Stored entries
* start *
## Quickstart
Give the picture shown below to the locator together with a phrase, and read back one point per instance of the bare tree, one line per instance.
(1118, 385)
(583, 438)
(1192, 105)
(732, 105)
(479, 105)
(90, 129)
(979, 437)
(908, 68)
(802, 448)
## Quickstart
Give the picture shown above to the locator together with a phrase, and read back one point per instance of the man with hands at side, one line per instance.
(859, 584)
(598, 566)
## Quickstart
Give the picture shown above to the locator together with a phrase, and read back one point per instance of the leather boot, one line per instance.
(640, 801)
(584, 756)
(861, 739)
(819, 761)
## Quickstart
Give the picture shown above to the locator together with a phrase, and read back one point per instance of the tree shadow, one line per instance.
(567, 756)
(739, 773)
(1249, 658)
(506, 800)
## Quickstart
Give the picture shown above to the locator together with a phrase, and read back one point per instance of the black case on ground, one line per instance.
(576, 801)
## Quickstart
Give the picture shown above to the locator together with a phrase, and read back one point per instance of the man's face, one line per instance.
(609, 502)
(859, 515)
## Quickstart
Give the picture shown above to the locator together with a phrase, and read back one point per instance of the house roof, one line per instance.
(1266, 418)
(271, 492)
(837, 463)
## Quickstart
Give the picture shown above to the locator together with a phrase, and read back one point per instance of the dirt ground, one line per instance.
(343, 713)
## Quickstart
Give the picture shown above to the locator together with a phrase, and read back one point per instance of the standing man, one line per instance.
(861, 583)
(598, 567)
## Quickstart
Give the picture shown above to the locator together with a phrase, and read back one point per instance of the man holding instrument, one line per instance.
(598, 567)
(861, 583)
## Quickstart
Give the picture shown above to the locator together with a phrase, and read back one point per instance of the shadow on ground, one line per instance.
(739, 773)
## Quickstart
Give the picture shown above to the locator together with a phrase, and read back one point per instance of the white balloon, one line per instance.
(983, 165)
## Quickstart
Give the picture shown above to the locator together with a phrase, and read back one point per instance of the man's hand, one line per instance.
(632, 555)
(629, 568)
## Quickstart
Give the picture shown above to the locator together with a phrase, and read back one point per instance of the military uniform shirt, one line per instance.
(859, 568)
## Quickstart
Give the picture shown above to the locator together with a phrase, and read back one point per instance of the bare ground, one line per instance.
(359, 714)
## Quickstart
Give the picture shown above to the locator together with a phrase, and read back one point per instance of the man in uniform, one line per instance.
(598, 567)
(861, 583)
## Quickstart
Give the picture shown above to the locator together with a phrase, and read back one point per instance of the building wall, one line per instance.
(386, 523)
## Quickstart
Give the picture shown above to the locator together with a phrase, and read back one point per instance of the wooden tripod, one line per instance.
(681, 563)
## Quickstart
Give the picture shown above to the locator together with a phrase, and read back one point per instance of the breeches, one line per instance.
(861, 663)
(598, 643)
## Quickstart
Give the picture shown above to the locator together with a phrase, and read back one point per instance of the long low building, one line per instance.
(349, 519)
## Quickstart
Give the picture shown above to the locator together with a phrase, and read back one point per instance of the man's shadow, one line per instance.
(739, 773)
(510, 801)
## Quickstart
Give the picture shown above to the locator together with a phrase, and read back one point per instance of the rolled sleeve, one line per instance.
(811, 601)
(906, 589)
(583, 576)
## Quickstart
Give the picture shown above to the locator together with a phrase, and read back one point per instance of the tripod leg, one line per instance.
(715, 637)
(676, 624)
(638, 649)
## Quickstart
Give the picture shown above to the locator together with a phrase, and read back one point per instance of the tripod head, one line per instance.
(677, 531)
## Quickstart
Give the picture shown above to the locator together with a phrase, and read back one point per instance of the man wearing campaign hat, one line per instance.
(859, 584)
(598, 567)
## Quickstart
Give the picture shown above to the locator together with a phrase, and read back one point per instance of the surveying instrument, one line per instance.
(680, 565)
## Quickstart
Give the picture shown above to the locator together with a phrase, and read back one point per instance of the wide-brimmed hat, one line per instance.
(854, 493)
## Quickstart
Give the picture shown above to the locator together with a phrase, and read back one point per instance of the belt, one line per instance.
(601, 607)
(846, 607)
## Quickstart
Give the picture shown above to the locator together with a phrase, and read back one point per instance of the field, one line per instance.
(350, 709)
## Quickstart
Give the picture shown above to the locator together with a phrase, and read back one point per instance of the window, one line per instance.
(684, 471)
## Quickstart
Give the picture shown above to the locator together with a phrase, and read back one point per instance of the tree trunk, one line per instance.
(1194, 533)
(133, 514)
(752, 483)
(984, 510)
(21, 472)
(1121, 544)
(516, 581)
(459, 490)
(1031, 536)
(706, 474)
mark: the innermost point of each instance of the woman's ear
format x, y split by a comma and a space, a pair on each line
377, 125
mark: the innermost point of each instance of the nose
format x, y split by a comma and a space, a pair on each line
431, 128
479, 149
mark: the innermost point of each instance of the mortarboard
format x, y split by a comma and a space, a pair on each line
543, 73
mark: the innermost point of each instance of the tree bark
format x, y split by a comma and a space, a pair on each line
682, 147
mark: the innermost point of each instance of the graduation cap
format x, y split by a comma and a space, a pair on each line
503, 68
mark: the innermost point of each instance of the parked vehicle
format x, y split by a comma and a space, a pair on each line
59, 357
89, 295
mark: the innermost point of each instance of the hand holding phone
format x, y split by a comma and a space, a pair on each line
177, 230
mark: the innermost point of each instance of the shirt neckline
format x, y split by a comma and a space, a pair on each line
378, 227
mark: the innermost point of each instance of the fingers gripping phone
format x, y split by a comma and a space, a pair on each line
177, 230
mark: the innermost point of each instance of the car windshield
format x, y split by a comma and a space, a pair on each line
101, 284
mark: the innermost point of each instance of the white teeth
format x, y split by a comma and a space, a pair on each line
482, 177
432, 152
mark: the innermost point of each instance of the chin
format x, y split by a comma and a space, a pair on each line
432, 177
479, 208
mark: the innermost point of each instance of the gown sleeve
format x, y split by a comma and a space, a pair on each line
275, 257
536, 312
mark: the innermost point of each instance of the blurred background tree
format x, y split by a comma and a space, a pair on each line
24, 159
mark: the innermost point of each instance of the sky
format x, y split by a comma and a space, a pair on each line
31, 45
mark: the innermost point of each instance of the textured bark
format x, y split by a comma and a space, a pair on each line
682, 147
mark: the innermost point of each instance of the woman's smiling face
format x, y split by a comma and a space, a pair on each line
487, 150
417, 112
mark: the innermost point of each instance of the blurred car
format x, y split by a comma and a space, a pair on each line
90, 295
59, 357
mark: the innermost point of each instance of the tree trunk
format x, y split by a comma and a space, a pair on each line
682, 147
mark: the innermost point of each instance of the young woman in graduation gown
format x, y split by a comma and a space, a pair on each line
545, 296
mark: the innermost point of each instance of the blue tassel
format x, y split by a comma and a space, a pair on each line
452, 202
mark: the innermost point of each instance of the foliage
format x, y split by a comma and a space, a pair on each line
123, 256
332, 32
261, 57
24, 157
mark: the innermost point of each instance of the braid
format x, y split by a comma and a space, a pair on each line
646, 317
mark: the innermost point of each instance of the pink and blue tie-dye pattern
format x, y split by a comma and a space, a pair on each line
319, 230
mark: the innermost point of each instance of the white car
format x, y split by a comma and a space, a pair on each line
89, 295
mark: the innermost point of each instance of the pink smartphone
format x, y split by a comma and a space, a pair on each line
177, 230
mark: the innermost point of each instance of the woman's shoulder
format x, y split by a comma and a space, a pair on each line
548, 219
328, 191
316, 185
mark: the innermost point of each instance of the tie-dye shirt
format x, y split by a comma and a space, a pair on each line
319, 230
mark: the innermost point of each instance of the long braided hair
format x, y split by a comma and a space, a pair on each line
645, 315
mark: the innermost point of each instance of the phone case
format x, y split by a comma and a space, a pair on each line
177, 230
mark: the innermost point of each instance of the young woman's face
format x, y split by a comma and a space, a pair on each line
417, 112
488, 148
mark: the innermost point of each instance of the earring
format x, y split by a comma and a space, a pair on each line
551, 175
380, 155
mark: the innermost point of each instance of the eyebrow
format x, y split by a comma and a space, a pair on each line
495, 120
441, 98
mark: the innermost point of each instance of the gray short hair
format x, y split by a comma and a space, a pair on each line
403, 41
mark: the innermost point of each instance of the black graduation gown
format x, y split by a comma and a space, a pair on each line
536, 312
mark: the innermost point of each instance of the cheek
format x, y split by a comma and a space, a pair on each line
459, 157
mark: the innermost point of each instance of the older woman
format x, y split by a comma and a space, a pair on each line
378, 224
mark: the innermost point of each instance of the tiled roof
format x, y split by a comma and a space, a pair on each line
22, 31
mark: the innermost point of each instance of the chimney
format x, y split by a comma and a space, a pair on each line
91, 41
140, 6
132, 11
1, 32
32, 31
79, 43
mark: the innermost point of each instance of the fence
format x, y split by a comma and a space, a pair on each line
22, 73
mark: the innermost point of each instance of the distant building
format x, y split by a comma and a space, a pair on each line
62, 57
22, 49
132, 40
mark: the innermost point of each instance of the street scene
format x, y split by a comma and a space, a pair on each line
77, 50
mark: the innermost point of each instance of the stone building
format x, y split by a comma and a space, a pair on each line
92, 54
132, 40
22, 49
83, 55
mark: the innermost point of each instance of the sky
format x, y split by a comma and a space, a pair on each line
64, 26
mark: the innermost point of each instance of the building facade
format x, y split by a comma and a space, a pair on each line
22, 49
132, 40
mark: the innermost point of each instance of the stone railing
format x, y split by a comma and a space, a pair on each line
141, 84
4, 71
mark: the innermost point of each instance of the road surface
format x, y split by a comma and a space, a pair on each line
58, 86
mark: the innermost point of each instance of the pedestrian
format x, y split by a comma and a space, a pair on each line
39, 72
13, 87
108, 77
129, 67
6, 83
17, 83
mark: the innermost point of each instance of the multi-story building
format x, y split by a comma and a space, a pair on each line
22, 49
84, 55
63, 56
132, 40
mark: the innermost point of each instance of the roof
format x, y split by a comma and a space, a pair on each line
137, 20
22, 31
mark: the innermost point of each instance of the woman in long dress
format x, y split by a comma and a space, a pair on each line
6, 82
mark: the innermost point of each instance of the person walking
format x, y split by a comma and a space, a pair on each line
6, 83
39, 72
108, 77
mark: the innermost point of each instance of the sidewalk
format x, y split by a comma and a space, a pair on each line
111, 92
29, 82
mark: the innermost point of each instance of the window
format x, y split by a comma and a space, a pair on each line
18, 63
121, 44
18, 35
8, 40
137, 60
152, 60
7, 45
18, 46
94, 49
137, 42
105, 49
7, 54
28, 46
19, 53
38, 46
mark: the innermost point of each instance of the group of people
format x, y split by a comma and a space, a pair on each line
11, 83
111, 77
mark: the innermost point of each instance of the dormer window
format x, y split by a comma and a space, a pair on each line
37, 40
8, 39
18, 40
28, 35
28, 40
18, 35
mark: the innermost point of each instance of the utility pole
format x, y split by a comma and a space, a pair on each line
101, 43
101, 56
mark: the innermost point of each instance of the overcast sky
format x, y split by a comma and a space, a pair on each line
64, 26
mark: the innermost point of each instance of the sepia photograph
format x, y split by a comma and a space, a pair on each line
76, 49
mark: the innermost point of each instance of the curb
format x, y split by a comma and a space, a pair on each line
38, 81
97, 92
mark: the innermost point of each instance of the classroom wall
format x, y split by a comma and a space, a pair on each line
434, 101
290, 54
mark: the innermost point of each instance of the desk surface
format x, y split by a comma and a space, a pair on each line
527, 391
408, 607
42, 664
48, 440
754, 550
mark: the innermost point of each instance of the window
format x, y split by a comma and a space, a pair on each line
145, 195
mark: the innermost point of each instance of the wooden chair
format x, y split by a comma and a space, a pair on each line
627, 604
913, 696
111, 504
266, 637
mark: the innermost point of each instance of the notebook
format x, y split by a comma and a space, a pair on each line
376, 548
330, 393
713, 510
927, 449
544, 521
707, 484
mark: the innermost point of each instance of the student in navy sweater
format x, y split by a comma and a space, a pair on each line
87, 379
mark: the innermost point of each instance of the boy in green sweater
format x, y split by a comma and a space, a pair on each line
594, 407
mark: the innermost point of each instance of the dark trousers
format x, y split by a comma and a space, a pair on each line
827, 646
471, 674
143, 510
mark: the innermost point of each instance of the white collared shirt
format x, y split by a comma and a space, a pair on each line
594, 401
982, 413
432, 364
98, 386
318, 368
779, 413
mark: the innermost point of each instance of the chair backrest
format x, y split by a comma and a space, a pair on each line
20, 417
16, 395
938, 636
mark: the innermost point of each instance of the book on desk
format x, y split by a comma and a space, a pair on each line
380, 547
* end *
# REQUIRED WORK:
From the line containing "mark: the innermost point of each instance of the student" to the last line of the material, please quote every line exactly and only those.

# ANSWER IN FULL:
mark: the innermost point of each instance of the student in navy sweater
format x, y split by a comma and a space, a pair on each line
87, 379
mark: the innermost point of each instance of the boy in green sweater
format x, y split by a comma and a space, a pair on each line
594, 407
mark: the innermost point of each instance of the dark trousers
format x, y split by a comma and a space, a pair on each line
827, 646
471, 674
143, 510
mark: the innermost point of each instance of the white collared shirt
format x, y split by a comma and a space, a pair on each line
594, 401
982, 413
432, 364
98, 386
318, 368
779, 413
mark: the innermost point of each instance of the chair backrest
format x, y split by a comma and a space, a pair on each line
20, 417
16, 395
938, 636
mark: the innermost point of each instance of the book on desk
format x, y split by a comma and a space, a pair on each line
380, 547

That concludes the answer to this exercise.